本文.
# # # # # # #

グッドウォーキン上田が指南! 革×刺繍のオリジナルキャップ。
刺繍芸人としておなじみのグッドウォーキン上田さんを講師に迎え、革の端材と刺繍でオリジナルのキャップをつくるワークショップを開催。さらに、若手タンナー(革をつくる職人)たちから、革づくりについて学ぶ機会も設けられた。
端材の有効活用は、資源ロス削減につながる。
前回のワークショップ同様、今回もまずは革を学ぶことから始まった。教えてくれるのは、兵庫県姫路市の高木地区に工場がある金梅の金田章吾さん、セナレザーの中森赴人さん、金田染革所の金田拓也さんの3人。兵庫県姫路市は昔から皮革産業が盛んな地域で、全国有数の皮革産地のひとつだ。タンナーである彼らがいちばん伝えたいのは、「革は食肉の副産物」だということ。
「革は昔からある素材ですが、その原料は僕らが食べている牛肉や豚肉の副産物である皮です。この“皮”を腐らないように“鞣す”ことで、靴やバッグ、小物などに使う“革”に生まれ変わります。また、皮下にあるコラーゲンは、医療品や化粧品、健康食品、犬のおやつなどに使われています。つまり、皮革は捨てるところのない、エコでサステナブルな天然素材なんです」
ところが、そんな優れた素材にも大きな悩みが。それは革製品として使われなかった部分=端材が生じるということだ。

# # # # # # #

提示情報.
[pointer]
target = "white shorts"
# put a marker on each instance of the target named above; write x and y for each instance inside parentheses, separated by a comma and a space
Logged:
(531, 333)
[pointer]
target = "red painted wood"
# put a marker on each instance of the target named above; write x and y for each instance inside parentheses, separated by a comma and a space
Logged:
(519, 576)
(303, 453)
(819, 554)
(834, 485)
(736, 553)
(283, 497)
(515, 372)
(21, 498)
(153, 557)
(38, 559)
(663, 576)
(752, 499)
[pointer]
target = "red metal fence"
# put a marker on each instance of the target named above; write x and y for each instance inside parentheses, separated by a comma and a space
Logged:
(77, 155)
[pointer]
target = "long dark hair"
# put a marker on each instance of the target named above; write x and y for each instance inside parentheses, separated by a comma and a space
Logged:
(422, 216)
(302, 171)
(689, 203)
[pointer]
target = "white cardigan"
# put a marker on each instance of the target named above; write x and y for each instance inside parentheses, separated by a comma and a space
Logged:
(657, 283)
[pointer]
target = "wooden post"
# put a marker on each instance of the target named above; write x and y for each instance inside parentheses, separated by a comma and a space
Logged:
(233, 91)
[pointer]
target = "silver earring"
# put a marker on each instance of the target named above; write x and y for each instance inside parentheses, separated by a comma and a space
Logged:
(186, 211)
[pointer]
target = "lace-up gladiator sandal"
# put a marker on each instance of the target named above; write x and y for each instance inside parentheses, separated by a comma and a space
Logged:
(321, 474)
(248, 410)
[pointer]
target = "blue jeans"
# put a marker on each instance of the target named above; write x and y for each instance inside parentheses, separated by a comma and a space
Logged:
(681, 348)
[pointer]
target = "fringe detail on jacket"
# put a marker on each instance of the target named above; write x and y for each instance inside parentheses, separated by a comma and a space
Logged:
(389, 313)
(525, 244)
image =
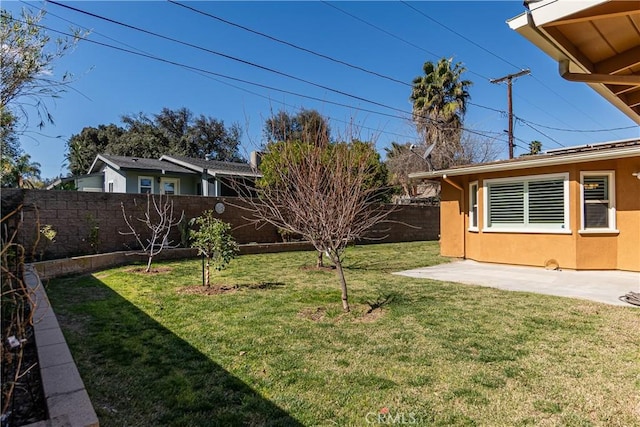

# # # # # # #

演習問題.
1. 本文から、「端材の有効活用は、資源ロス削減につながる。」を含む語句で始まり「テナブルな天然素材なんです」」で終わる部分を、一字も変えずに書き写せ。
2. 本文の最後の文のあとに続く内容を書け。

解答.
1.
端材の有効活用は、資源ロス削減につながる。
前回のワークショップ同様、今回もまずは革を学ぶことから始まった。教えてくれるのは、兵庫県姫路市の高木地区に工場がある金梅の金田章吾さん、セナレザーの中森赴人さん、金田染革所の金田拓也さんの3人。兵庫県姫路市は昔から皮革産業が盛んな地域で、全国有数の皮革産地のひとつだ。タンナーである彼らがいちばん伝えたいのは、「革は食肉の副産物」だということ。
「革は昔からある素材ですが、その原料は僕らが食べている牛肉や豚肉の副産物である皮です。この“皮”を腐らないように“鞣す”ことで、靴やバッグ、小物などに使う“革”に生まれ変わります。また、皮下にあるコラーゲンは、医療品や化粧品、健康食品、犬のおやつなどに使われています。つまり、皮革は捨てるところのない、エコでサステナブルな天然素材なんです」

2.
「この1枚の革から製品となるのは、首から下のお腹の部分がほとんどです。たとえば、足の部分などは、繊維が粗く強度が弱いため、どうしても用途が限られてしまいます。先ほど『皮革は捨てるところがない』と話しましたが、この部分も使わなければ、動物たちの命を無駄にすることになります。だからこそ端材を有効活用しようとさまざまな取り組みが行われています。今回のワークショップも、資源ロス削減に繋げる取り組みのひとつです」
刺繍の可能性をさらに広げる、革の魅力。
革の知識を深めた後は、いよいよグッドウォーキン上田さんとともに作品づくりへ。参加者それぞれが選んだ革を好きな形に切り、その周りを刺繍していく。難しいステッチはいっさいなく、しかも上田さんのアイデアで革の穴開け用のスクリューパンチが用意されていたので、初心者でも簡単に取り組めた。
「僕も事前につくってみました。実際にやってもらうと分かるのですが、チクチク縫うというよりも、革を切ったり、穴を開けたりするので、図工に近いかもしれないです。簡単にできるので、皆さん、安心してください」
上田さんの言葉に勇気づけられ、参加者は各々好きな色のキャップを選び、刺繍枠をセットしていく。そして革の端材を手に取り、自身が思い描くモチーフを表現できるか、革の色や質感をじっくりと確かめる。なかには、革の仕上げ加工からインスピレーションを得て選ぶ参加者もいて、早くも独創的な作品が生まれる予感が。
「実は、僕も革に刺繍するのは今回が初めてなんです。革を大きく使ったり、立体的に使うとまた違った魅力が出てくるので、素材としておもしろいなと思います」と上田さん。革に開ける穴の位置や刺繍針の刺し方を参加者に丁寧に教えてくれる。和気あいあいとした雰囲気のなか、作業は順調に進んでいく。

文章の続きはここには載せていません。